═════ Texto dado ═════

HOMILIA
EN LA SOLEMNIDAD DEL CUERPO Y LA SANGRE DE CRISTO
Queridos hermanos en el
Señor:
“¡Alabado sea el Santísimo Sacramento del
altar! ¡Sea por siempre bendito y alabado!” con esta fórmula el pueblo
católico ha saludado el misterio de la Eucaristía desde el s. XIII. Hoy,
festividad del Cuerpo y la Sangre de Nuestro Señor Jesucristo, la Iglesia se
viste de fiesta, con sus mejores galas, para hacer memoria de este gran
misterio que nos identifica como pueblo de Dios, como nación santa, tal como ya
dijo el libro del Deuteronomio “Porque ¿dónde hay una nación tan
grande que tenga unos dioses tan cercanos como el Señor, nuestro Dios, siempre
que lo invocamos?” (Dt 4,7).
Las
lecturas que la liturgia nos propone para este día pretenden desarrollar el
dogma de la Eucaristía, de la presencia real y sustancial de Jesucristo
partiendo de una misteriosa prefiguración del Antiguo Testamento: el Maná,
aquel alimento matutino conque Dios alimentaba a su pueblo y lo fortalecía en
su dura marcha por el desierto. Un desierto “inmenso y terrible con dragones y alacranes”, fiel reflejo de la
propia vida. Ser cristiano no nos promete la ausencia de problemas, de
conflictos, de turbaciones. Esos son los alacranes y dragones, la acción
habitual y ordinaria del diablo que nos tienta y pretende separarnos del amor
de Dios.

═════ Registros extraídos ═════

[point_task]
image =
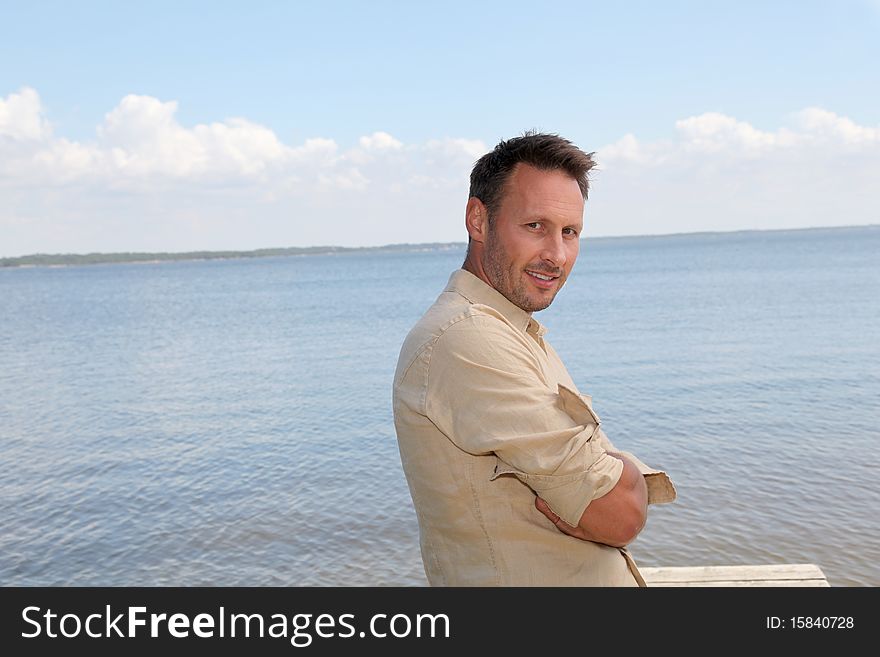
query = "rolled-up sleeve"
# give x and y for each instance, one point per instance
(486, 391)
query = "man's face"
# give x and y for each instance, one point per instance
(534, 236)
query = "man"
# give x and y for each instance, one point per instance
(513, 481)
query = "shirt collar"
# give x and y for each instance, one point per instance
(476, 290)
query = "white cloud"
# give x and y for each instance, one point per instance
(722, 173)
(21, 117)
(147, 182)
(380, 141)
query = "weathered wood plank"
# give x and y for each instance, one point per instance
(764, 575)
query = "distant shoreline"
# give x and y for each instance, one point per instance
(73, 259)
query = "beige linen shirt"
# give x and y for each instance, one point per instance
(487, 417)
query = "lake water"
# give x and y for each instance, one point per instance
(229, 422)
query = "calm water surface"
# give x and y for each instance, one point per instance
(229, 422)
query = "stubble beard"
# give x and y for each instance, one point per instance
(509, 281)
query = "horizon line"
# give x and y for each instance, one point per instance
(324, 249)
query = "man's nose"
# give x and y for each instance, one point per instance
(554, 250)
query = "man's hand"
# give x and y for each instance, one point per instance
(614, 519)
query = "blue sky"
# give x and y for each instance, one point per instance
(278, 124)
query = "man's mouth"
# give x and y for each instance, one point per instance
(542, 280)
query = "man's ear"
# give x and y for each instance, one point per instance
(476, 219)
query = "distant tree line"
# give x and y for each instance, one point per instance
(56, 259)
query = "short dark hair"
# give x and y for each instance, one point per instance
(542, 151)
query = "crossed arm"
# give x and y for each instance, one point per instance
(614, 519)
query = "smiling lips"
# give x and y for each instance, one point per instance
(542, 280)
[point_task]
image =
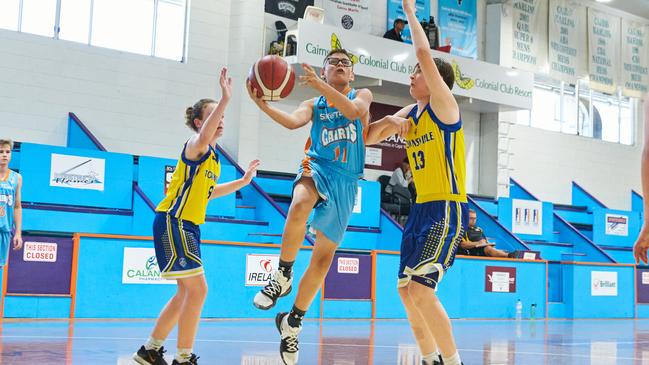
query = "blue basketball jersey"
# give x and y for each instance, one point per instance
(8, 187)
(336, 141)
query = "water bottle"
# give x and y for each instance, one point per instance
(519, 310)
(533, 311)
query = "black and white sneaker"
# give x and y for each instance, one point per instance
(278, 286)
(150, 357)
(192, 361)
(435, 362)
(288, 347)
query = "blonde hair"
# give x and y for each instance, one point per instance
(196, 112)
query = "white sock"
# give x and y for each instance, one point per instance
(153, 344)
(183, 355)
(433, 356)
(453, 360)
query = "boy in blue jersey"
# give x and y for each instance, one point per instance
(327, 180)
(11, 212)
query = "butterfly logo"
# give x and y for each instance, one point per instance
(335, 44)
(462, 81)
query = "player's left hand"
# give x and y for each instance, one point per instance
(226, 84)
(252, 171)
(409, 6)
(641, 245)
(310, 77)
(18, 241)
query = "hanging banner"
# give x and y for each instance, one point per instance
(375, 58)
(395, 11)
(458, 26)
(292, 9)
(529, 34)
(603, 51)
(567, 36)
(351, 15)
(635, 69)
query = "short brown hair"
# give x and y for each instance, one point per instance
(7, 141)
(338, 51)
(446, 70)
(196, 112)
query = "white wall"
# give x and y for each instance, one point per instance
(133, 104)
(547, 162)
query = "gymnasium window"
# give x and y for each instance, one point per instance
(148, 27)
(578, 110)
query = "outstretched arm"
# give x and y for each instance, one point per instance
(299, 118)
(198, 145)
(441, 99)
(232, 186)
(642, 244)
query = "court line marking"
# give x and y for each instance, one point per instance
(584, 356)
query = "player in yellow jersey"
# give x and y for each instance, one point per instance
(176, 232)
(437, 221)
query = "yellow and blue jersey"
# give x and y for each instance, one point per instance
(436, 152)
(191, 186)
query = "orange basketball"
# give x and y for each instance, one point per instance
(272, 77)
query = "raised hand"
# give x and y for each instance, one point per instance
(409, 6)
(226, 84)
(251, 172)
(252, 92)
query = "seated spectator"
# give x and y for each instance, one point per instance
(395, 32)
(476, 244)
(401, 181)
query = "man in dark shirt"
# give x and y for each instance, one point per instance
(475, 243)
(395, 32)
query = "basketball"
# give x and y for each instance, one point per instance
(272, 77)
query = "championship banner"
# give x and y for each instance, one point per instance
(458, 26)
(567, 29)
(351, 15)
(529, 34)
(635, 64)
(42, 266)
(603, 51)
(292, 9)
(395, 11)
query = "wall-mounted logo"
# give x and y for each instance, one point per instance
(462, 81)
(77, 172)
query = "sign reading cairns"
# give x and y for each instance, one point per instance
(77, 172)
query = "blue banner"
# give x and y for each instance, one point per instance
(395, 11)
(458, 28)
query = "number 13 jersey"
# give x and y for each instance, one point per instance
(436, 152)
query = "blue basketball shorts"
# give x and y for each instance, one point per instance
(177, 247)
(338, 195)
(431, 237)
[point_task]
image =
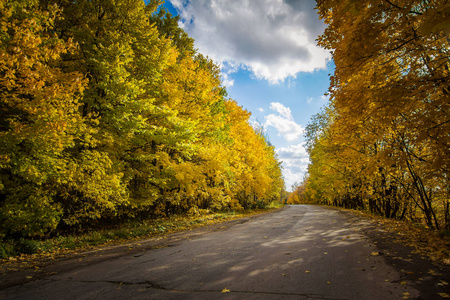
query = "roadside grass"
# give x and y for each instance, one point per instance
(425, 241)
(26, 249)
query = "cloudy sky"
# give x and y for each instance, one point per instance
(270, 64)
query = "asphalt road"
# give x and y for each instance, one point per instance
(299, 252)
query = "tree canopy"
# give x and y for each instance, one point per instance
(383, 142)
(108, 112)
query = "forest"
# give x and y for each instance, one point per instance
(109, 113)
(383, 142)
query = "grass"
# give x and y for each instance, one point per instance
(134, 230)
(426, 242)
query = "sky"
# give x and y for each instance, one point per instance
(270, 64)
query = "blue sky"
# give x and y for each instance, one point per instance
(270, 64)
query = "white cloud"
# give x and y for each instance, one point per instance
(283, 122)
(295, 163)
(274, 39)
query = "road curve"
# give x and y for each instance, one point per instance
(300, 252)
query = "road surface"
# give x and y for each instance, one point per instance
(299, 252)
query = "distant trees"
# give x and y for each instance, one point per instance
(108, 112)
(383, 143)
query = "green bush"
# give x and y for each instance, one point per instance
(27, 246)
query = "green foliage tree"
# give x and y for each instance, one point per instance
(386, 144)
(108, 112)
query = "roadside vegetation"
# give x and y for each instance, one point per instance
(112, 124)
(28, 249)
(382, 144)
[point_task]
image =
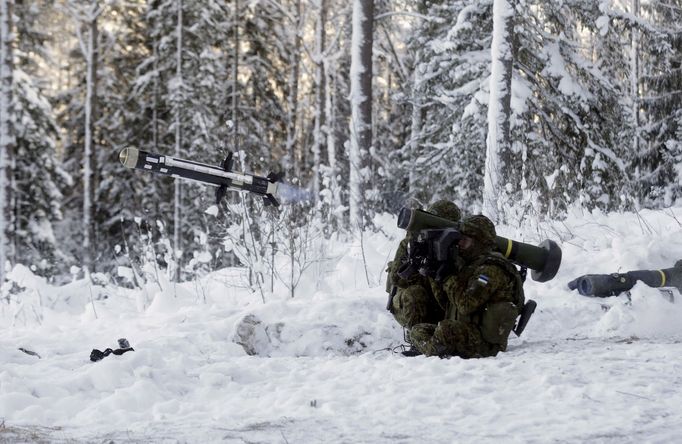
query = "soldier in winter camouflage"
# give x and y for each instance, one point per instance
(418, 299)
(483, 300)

═════
═════ Registros extraídos ═════

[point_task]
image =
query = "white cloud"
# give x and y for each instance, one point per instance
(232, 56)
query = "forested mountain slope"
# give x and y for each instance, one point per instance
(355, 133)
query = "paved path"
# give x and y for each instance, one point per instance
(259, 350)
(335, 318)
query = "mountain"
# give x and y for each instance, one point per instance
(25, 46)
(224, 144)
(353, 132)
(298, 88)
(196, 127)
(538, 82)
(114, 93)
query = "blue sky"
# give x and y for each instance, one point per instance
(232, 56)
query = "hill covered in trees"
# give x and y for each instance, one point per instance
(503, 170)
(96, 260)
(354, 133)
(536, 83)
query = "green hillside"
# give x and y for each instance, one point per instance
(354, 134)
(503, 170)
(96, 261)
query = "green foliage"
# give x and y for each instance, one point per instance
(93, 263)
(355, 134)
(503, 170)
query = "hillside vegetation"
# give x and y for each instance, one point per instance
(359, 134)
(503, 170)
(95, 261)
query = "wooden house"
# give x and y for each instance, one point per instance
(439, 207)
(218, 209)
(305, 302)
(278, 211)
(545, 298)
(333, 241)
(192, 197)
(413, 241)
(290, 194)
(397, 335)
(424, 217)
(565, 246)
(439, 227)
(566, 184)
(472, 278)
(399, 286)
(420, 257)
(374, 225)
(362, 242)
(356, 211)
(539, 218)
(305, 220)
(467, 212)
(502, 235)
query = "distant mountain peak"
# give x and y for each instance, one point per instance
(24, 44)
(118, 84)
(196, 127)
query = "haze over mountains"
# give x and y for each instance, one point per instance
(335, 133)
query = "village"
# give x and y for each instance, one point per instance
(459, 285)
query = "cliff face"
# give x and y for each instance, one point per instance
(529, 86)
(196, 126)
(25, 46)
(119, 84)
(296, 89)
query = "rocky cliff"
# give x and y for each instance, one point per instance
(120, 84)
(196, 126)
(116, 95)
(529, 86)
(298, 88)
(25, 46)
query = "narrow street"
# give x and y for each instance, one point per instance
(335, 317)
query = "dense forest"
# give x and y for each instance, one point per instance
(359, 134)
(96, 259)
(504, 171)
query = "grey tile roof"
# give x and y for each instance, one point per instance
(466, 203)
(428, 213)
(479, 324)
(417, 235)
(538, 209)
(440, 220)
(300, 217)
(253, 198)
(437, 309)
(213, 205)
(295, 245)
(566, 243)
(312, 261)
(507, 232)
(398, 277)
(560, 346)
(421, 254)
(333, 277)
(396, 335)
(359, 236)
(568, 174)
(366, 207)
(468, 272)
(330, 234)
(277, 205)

═════

[Tarea] Según la homilía, ¿por qué el desierto "inmenso y terrible con dragones y alacranes" es un fiel reflejo de la propia vida? Responde en una a tres oraciones. El listado es material aparte y no depende de la homilía.

[Respuesta] Ser cristiano no promete la ausencia de problemas, conflictos ni turbaciones. Los dragones y alacranes de ese desierto representan la acción habitual y ordinaria del diablo, que nos tienta y pretende separarnos del amor de Dios.